(Stored items from a collection)

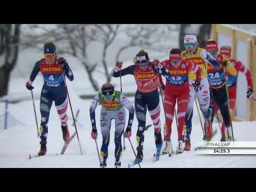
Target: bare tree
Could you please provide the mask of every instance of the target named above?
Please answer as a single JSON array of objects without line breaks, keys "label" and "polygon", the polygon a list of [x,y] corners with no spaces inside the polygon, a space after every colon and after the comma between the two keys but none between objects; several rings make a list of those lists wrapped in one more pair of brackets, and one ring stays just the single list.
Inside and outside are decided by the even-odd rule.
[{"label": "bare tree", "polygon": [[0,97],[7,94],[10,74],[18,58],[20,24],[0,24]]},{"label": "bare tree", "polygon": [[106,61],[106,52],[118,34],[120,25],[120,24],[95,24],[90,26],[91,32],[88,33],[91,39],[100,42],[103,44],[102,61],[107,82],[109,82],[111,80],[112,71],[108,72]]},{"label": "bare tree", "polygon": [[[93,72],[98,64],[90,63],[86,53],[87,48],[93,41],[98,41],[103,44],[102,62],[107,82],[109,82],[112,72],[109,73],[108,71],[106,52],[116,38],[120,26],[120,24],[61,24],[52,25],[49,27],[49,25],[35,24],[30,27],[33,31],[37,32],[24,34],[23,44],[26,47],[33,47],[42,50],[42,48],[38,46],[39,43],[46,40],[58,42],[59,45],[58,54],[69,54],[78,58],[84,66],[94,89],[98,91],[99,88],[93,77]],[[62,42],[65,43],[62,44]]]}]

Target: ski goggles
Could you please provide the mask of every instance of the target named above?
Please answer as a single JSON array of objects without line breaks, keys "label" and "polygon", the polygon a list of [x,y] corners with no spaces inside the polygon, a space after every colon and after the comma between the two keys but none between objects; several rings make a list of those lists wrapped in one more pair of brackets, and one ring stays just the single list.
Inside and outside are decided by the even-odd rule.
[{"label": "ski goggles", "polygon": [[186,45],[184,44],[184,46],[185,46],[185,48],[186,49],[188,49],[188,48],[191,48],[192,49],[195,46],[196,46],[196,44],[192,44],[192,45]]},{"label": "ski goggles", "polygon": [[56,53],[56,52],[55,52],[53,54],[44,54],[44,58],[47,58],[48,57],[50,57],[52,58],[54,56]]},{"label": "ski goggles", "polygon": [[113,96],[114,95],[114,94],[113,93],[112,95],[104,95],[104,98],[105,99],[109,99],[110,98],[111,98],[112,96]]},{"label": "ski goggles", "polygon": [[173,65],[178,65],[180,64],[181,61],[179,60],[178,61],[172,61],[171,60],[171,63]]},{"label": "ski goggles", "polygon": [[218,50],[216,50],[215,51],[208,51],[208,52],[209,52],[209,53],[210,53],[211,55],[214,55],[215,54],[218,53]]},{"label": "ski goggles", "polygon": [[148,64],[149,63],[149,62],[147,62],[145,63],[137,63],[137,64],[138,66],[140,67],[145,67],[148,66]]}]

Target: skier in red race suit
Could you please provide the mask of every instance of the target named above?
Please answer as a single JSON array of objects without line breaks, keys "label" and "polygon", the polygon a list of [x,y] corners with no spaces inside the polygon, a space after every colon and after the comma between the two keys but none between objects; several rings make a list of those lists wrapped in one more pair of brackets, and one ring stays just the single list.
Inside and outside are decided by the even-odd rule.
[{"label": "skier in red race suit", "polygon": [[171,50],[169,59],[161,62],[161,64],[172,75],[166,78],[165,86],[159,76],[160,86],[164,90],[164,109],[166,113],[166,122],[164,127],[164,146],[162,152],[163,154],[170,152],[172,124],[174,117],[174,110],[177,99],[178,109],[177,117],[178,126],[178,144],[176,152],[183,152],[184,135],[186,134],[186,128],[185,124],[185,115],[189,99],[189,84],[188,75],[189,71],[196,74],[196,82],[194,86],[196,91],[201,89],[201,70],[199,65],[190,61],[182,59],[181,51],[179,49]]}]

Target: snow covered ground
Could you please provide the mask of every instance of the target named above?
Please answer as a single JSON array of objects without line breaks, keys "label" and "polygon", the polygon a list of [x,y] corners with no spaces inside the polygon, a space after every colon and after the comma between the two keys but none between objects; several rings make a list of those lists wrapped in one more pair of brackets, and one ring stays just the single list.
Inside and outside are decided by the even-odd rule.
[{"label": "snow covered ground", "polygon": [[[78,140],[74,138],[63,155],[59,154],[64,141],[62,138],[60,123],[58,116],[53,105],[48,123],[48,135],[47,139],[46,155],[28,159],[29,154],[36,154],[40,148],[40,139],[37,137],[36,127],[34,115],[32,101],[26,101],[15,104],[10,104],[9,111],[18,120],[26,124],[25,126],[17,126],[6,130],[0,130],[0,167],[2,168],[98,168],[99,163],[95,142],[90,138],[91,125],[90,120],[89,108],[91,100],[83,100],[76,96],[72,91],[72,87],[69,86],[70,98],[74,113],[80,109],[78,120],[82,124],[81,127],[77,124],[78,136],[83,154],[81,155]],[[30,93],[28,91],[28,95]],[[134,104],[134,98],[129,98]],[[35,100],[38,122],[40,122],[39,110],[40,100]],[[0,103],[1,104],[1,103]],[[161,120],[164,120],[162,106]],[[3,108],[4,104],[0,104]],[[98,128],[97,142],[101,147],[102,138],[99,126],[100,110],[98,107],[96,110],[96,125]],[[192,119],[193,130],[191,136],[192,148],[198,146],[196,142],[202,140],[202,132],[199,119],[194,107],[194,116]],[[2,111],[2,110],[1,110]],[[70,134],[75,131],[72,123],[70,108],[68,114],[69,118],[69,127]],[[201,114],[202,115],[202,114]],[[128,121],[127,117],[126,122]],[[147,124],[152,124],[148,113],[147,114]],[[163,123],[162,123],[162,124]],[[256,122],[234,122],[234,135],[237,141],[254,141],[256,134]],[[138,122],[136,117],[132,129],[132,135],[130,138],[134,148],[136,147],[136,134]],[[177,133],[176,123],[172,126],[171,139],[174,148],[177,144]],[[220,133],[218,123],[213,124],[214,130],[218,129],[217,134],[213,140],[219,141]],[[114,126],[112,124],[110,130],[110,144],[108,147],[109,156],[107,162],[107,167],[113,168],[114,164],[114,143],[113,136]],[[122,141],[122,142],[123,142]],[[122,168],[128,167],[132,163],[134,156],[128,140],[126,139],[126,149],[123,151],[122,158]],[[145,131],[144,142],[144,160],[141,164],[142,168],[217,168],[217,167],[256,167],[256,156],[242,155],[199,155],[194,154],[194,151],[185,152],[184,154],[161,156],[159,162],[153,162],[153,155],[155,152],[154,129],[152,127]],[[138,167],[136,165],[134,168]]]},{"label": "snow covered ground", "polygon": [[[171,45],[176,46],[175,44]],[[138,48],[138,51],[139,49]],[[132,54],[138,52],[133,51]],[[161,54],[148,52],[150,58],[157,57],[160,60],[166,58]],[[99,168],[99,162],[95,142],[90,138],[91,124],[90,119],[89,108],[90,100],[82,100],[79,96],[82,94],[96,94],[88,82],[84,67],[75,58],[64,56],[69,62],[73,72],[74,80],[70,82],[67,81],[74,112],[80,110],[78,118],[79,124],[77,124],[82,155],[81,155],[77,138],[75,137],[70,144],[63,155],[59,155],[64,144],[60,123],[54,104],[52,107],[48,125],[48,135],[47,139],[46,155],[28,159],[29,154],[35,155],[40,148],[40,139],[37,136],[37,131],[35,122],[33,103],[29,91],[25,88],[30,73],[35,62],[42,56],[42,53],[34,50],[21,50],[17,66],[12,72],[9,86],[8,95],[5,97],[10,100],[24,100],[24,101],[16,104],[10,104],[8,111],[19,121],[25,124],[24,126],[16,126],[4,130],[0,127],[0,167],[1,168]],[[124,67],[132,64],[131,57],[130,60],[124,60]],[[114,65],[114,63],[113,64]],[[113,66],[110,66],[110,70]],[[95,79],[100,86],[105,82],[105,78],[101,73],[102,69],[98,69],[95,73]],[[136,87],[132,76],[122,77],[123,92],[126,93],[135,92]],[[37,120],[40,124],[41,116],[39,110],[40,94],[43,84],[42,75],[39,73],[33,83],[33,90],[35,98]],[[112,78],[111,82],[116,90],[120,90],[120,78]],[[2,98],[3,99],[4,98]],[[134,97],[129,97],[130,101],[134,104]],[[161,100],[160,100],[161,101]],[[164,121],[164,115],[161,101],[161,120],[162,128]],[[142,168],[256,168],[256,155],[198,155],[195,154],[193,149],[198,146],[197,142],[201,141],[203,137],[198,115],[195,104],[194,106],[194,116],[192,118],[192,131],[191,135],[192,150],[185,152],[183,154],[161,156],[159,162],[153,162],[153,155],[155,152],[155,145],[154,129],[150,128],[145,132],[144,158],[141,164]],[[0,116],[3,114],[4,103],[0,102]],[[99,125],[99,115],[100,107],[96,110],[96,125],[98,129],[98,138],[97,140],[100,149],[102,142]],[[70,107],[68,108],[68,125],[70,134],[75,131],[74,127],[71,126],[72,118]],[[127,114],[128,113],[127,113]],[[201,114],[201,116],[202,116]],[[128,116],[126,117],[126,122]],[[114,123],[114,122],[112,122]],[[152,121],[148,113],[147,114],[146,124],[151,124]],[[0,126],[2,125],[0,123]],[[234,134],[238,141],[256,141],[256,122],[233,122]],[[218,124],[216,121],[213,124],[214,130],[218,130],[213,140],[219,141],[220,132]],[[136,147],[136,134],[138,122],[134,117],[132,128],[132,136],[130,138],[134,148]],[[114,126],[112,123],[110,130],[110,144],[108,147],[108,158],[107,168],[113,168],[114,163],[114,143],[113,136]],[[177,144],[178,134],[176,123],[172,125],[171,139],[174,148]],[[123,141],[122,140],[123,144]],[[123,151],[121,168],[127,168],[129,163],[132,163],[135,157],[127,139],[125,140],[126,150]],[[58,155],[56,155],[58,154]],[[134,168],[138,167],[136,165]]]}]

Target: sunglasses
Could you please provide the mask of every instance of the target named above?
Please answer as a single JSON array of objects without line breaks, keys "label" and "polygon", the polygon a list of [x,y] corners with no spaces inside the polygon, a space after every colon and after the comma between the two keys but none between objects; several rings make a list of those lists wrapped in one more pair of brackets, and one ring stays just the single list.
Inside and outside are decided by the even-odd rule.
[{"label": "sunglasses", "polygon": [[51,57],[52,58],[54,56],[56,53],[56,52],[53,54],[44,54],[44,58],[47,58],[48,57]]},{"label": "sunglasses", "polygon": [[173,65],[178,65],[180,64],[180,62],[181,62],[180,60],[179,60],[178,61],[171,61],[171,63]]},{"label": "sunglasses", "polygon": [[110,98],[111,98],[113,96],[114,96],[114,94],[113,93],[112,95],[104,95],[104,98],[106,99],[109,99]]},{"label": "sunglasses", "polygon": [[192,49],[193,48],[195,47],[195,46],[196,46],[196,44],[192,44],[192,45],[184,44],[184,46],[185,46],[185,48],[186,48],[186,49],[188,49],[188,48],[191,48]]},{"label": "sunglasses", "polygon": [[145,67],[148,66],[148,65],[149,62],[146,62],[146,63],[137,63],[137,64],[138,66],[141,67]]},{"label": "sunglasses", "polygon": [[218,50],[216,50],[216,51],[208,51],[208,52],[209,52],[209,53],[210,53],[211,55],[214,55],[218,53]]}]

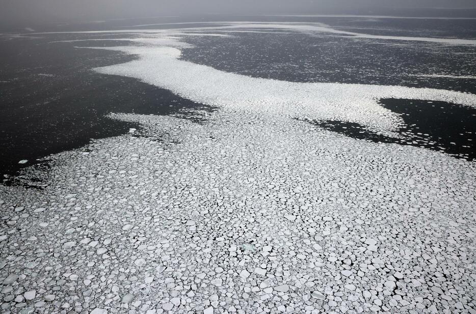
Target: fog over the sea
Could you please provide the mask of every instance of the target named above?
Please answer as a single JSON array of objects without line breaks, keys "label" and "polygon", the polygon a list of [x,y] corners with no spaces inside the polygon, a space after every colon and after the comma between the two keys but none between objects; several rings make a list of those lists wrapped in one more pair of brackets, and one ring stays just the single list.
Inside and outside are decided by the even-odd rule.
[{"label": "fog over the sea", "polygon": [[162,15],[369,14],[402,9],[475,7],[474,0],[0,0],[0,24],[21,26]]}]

_TASK OBJECTIVE_
Copy out the rows above word for word, from the line containing "Target: fog over the sea" through the last line of the rows.

_OUTPUT OF THE TASK_
Target: fog over the sea
Could you please provide the mask of every instance of the target named above?
Please answer as a single JSON array of objects without line breaks, keys "label" and "polygon", the polygon a list of [x,y] corners with no spaces inside the polygon, a space after every colon and after the comma between the two keys but none between objects; several rings make a list of those lists wrapped in one more pair of brackets, and one ring stays just the single list.
Inside and outside are decided by the even-odd rule.
[{"label": "fog over the sea", "polygon": [[162,15],[369,14],[402,9],[475,7],[474,0],[0,0],[0,24],[21,26]]}]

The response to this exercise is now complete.